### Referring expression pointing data
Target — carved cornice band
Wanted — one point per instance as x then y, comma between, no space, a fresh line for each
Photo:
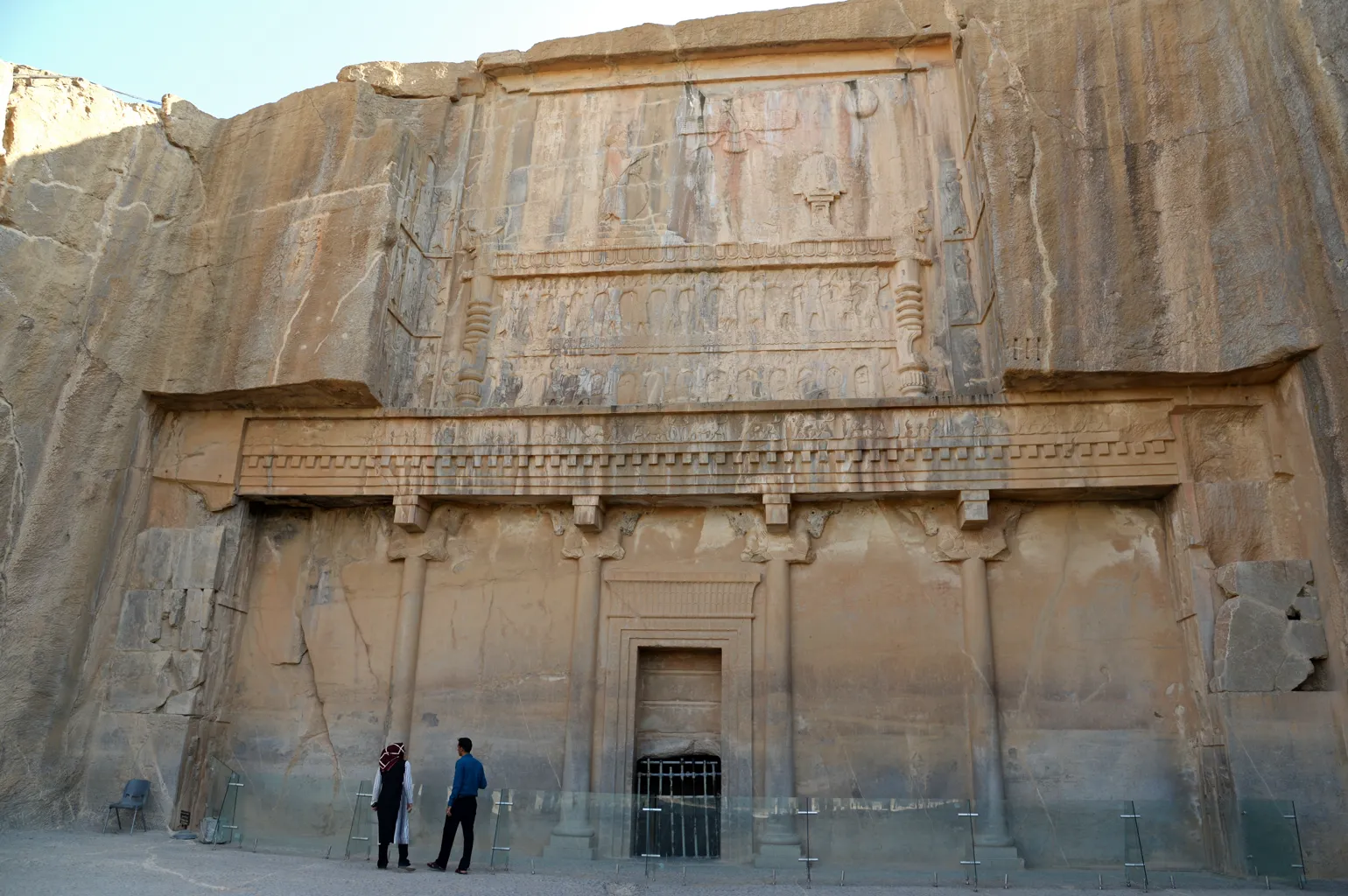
676,454
721,256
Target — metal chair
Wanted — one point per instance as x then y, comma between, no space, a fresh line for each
134,798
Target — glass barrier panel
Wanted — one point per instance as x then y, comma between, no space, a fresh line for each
502,803
1134,860
219,828
1271,836
299,814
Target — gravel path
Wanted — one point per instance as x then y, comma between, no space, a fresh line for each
152,864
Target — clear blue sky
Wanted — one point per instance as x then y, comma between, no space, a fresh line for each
229,55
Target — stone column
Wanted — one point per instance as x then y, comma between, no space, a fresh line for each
778,541
589,544
418,536
971,539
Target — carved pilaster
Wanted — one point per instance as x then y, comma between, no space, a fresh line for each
418,536
477,324
909,307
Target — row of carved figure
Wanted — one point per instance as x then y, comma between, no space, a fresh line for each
782,307
531,382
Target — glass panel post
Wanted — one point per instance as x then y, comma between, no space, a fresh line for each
971,864
808,858
359,821
501,803
1133,858
651,848
225,826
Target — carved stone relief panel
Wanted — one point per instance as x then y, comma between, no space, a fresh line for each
1043,446
656,325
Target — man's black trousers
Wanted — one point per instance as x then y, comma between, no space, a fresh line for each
464,813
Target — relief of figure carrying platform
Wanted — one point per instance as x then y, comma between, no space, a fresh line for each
654,325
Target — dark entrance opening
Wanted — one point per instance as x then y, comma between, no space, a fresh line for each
686,790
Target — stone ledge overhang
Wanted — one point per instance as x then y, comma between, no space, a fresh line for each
644,454
855,24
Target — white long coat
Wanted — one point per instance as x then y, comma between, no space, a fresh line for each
402,833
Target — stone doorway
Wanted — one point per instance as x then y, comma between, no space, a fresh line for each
677,775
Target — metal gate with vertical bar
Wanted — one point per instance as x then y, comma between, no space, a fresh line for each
688,793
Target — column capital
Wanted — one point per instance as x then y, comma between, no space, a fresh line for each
583,538
968,527
588,512
776,512
791,542
432,541
411,512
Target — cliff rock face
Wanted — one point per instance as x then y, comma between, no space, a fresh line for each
858,251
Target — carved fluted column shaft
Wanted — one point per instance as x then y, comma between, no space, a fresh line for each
406,648
984,726
418,536
579,699
778,539
589,544
779,741
971,534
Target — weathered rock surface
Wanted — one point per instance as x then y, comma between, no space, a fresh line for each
818,252
1268,629
416,80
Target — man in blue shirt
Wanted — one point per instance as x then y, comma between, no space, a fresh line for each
469,778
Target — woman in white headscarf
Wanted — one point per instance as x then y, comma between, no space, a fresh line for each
392,802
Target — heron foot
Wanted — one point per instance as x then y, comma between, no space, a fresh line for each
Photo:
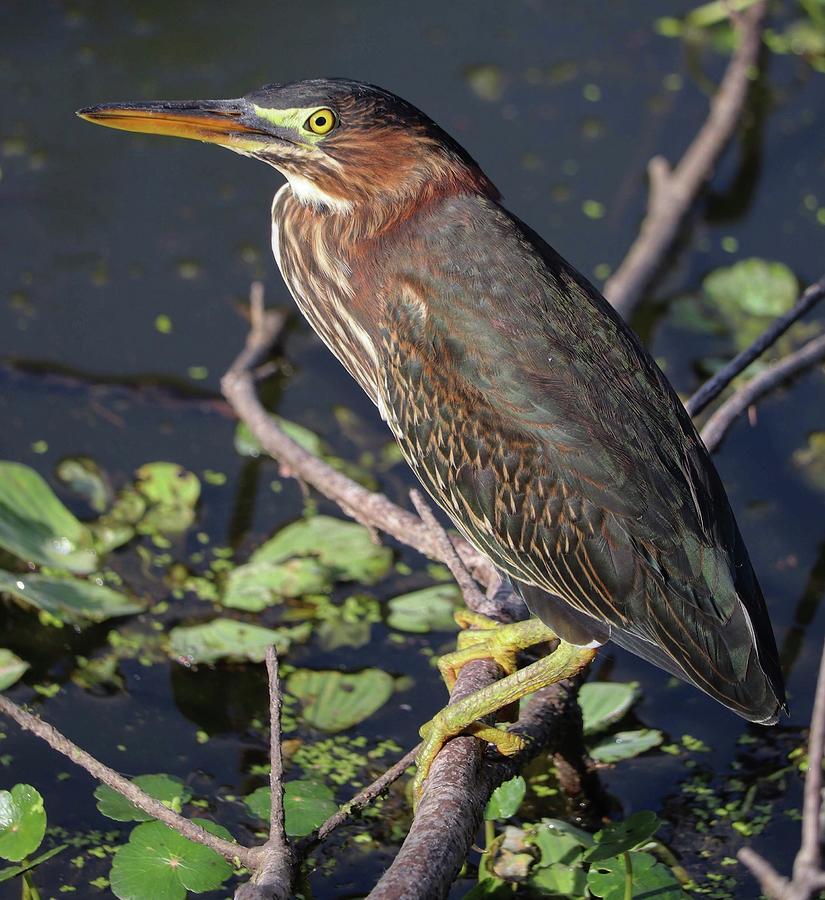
463,717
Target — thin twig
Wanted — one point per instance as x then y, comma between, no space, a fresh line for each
123,786
277,830
275,862
361,800
714,386
473,597
806,356
673,193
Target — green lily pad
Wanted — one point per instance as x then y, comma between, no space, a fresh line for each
169,790
335,701
559,880
619,837
69,599
84,477
307,805
256,585
558,847
22,822
37,527
11,668
172,494
229,639
754,286
430,609
603,703
652,879
346,548
159,864
626,744
506,799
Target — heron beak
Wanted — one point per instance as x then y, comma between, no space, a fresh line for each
226,122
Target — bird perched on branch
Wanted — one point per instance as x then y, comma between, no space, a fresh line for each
527,408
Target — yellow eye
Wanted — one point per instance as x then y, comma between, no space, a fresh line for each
322,121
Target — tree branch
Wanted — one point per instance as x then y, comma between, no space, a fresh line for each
717,425
275,863
673,193
714,386
808,877
123,786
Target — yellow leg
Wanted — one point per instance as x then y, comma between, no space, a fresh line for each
491,641
462,717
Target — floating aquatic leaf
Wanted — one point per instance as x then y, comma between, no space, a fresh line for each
172,494
603,703
85,478
335,701
626,744
169,790
559,880
256,585
485,81
344,547
606,879
37,527
506,799
618,837
69,599
754,286
159,864
11,668
307,805
22,822
430,609
29,864
229,639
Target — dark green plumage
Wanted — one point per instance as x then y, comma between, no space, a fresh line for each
552,439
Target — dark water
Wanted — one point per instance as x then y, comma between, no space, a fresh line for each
104,232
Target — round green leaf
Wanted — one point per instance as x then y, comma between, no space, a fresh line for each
255,586
344,547
606,879
506,799
11,668
69,599
334,701
37,527
603,703
626,744
22,822
307,805
169,790
621,836
159,864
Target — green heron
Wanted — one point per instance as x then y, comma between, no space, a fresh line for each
527,408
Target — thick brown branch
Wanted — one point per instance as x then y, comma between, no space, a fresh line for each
714,386
673,193
808,877
123,786
806,356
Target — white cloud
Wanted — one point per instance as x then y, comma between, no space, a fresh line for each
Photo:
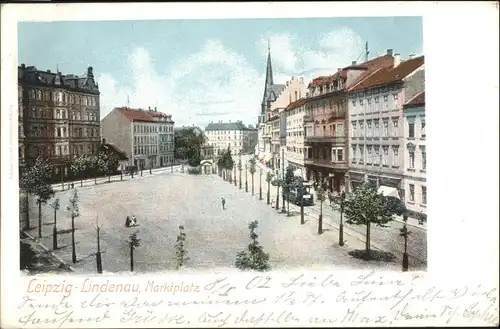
217,83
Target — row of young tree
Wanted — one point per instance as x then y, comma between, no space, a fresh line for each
364,206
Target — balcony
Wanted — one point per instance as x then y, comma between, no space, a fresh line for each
326,163
326,139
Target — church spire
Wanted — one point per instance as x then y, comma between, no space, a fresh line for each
269,69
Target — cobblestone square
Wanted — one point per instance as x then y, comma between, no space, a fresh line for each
162,202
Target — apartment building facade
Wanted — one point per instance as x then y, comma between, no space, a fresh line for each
325,122
295,151
414,155
233,135
145,136
375,121
59,116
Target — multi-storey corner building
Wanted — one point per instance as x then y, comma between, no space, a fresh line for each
294,89
325,121
375,120
294,142
146,136
414,154
60,116
234,135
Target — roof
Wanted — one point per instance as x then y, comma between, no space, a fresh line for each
84,82
114,149
136,115
295,104
216,126
417,100
328,79
390,74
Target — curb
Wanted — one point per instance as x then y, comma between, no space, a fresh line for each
61,262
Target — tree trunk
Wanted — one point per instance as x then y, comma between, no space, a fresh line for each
54,232
131,257
367,243
302,212
73,252
268,193
252,186
278,198
39,220
320,222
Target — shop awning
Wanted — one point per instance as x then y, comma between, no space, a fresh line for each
388,191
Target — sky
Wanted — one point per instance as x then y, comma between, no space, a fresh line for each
208,70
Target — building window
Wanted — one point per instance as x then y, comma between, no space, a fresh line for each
412,193
412,159
394,128
411,130
395,159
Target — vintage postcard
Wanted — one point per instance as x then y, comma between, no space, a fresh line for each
242,165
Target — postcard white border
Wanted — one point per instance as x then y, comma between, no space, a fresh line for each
461,49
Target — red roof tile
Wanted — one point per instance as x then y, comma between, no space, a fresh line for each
417,100
294,105
386,75
136,115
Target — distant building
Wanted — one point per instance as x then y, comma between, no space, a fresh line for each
110,149
295,152
414,155
146,136
206,150
375,118
58,116
234,135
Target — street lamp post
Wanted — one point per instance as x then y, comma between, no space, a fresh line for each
404,233
283,210
260,184
341,226
246,177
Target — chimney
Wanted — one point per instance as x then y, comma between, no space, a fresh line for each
397,60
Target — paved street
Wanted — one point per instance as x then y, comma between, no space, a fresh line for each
386,239
165,200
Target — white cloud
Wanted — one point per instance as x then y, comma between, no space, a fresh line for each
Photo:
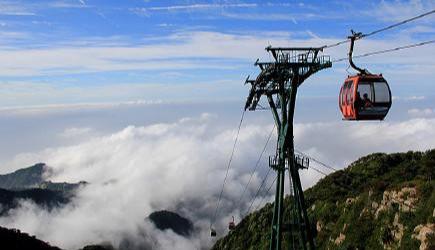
202,7
182,50
180,166
13,8
75,132
421,112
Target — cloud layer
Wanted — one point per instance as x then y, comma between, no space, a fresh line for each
180,166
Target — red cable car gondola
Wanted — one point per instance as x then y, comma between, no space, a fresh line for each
364,96
232,225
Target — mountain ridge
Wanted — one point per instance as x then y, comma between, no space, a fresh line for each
381,201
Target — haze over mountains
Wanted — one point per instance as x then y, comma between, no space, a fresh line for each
379,201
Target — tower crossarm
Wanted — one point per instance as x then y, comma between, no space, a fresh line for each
291,64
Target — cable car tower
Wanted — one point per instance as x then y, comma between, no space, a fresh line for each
279,81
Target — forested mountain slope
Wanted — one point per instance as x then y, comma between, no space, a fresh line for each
381,201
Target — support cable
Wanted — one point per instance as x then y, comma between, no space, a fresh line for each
381,30
258,191
228,168
387,50
257,163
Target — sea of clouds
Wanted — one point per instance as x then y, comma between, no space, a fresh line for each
180,166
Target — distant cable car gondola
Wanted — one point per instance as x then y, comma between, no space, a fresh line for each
364,96
212,232
231,225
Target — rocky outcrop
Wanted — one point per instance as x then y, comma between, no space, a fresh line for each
426,235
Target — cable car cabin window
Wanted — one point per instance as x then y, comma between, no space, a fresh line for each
346,93
364,96
382,93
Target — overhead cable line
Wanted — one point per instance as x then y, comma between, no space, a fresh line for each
319,162
381,30
228,167
387,50
258,191
257,163
399,23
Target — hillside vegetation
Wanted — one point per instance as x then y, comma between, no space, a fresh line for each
381,201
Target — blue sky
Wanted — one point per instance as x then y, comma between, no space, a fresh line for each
100,90
67,52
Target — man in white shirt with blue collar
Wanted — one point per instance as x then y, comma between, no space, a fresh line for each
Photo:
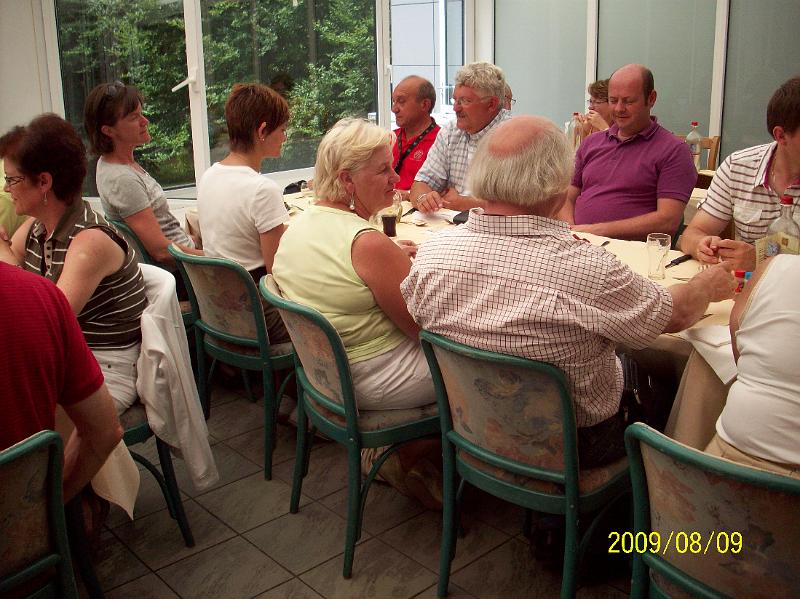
478,103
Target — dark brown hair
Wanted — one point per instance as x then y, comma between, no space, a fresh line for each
249,105
105,105
783,109
49,144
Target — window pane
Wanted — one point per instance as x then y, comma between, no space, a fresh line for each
139,42
324,50
541,46
673,39
757,65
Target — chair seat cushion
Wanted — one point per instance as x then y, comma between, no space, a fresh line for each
372,420
589,480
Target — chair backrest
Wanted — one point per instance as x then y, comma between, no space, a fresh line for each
515,409
711,144
745,520
224,298
33,535
133,240
319,349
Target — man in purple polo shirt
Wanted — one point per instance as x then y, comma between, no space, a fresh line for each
636,177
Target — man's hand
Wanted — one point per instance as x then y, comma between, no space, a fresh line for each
717,281
408,246
429,202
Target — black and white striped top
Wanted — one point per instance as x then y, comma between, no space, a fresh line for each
111,317
740,191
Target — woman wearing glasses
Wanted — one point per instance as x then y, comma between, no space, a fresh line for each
73,246
115,126
598,117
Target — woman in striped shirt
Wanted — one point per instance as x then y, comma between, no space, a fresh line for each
73,246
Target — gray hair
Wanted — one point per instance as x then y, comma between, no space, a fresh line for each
537,172
347,146
483,76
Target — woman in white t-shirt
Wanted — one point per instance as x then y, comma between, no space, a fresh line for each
241,212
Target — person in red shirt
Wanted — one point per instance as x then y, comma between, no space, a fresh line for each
45,361
412,102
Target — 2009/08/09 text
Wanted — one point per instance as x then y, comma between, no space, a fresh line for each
693,542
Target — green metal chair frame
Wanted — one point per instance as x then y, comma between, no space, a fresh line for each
349,435
639,434
61,581
571,504
206,336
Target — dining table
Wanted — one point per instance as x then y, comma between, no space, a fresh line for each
673,356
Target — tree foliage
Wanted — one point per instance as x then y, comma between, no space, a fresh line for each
326,46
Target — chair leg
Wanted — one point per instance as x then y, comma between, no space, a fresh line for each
300,454
353,506
173,492
448,548
80,549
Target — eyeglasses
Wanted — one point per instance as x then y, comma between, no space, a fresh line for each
468,101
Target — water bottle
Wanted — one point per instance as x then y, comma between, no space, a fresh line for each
695,144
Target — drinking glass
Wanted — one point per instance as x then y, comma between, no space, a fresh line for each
657,251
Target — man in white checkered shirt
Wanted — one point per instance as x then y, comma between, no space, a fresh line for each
478,103
748,186
515,280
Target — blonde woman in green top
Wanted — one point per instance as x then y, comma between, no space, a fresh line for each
333,260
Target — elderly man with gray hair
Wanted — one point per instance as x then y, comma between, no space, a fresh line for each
478,103
515,280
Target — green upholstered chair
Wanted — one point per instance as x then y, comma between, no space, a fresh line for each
230,328
34,551
326,398
508,428
679,491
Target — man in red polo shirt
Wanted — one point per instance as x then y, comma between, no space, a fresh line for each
412,102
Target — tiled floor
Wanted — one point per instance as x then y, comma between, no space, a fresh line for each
248,545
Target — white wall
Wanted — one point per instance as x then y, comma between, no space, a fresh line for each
24,76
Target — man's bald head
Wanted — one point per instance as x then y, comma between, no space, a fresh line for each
525,161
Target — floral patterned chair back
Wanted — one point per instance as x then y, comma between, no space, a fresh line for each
32,526
511,407
224,301
316,347
729,527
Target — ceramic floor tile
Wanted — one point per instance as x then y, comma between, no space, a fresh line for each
230,465
294,589
378,572
248,502
157,541
420,539
251,445
327,471
287,540
114,564
385,509
231,570
234,418
146,587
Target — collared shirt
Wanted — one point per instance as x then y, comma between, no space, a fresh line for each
111,317
448,161
415,159
622,179
523,285
740,191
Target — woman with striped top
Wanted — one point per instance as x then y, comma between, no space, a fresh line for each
73,246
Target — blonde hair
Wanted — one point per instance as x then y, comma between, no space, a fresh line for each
540,170
347,146
483,76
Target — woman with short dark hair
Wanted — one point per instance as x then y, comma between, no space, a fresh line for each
73,246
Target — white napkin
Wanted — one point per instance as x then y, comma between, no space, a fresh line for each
714,344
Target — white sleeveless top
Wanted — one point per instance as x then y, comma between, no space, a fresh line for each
762,414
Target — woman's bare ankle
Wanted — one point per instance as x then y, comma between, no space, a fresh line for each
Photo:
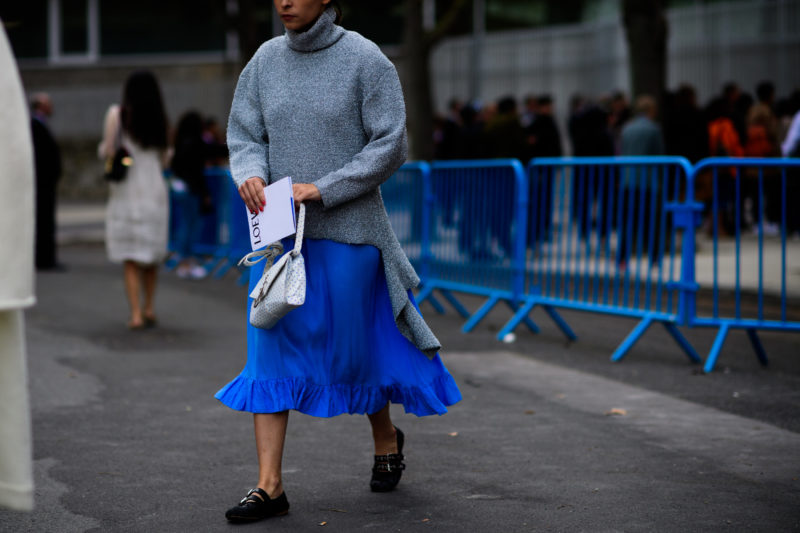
385,443
273,488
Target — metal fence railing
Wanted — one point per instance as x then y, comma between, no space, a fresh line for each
604,236
753,209
617,235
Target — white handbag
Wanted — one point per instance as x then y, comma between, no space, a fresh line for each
282,287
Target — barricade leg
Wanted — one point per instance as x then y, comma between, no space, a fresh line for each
455,303
560,322
757,346
518,317
683,342
427,294
711,360
528,322
480,314
631,339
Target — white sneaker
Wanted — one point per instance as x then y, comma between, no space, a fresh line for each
197,272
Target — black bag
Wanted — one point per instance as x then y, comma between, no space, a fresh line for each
117,167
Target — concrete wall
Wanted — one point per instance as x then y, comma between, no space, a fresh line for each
81,95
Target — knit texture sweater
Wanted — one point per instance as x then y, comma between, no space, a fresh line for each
325,106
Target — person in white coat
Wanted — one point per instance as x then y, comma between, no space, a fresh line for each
16,285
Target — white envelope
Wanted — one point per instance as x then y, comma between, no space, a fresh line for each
277,220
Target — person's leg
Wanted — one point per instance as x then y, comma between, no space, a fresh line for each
133,287
270,435
383,432
389,466
150,275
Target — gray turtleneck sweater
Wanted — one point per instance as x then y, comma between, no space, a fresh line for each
325,106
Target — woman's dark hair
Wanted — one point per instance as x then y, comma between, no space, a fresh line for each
142,113
338,9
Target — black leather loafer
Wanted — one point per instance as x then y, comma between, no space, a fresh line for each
256,506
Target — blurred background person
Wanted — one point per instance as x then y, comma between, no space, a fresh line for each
543,136
762,141
215,141
685,131
791,148
724,141
16,285
619,113
641,136
138,209
544,140
48,171
188,165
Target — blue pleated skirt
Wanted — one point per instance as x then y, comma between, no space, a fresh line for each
340,352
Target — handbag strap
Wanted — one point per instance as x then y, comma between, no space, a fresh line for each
301,226
269,253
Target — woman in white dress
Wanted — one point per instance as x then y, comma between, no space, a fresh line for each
138,208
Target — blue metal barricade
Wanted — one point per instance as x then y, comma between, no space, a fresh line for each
605,235
752,212
204,229
404,197
473,234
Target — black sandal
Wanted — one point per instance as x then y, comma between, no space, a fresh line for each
388,469
256,506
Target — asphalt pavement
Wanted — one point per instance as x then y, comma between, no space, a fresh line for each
550,436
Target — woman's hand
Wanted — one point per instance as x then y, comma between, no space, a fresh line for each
252,192
304,192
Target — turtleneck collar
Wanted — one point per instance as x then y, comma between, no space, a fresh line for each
321,35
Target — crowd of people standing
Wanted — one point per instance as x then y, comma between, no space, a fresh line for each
734,123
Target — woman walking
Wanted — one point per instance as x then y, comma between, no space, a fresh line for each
138,209
324,106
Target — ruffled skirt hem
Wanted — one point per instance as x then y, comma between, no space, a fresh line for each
273,396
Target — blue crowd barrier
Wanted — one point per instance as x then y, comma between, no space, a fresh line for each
610,235
764,181
474,218
603,237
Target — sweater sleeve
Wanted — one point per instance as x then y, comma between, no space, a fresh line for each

### EXERCISE
Take the records above and return, word for word, only the lines that fall from the line with "Target — man's hand" to the line with "Target — chair leg", both of them included.

### FINAL ANSWER
Target — man's hand
Wanted — one point per instance as x then y, comma between, no space, a fresh line for each
717,281
408,246
429,202
Target — black and white striped top
Wanted — one point per instance as x then y, comma between, no space, a fresh line for each
111,317
740,191
Target — woman wearing glasses
Wanted — one point per instance as x then y, comma between, no space, a fresh line for each
73,246
115,126
598,117
Target — woman in striped shirt
Wanted — one point per instance as x then y, comma between, no space, a fresh line for each
73,246
Target — gray hair
Wanted — one point per instance as x then y, comma between, no space, a fresh line for each
537,172
347,146
483,76
Target — woman in white t-shirt
Wanted — one point per instance as x then y, comma between, no space, a fresh line for each
241,212
Target — person in red shirt
Wanted — one point per instance as x then y, comma between, no space, a fresh line for each
45,361
412,102
Target — 2009/08/09 text
Wanted — one point per instance as x then y, comma between, no space, a fresh line for each
693,542
Target — green metal chair frame
Wanted — one point per instance as x then y, comma between, no space, a fresh line for each
349,435
639,434
61,581
571,504
206,336
Target — dining table
Wanted — one point per instance as x then y, comma between, no space, a fresh line for each
673,356
Target — tree foliage
Wanted — one point per instance as x then y, comma between, no space, a fresh line for each
326,46
Target — chair leg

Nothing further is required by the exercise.